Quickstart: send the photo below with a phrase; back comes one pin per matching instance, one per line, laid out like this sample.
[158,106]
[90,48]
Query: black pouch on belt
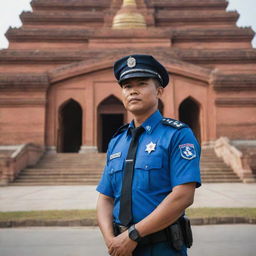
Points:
-.-.-
▶ WHAT THE EXERCISE ASKS: Print out every record above exactly as given. Do not include the pictures.

▶ WRITTEN SOLUTION:
Quickstart: send the photo below with a phrase; back comes one pin per matching instance, one per line, laid out like this sample.
[158,106]
[90,48]
Query: black pouch on belt
Points:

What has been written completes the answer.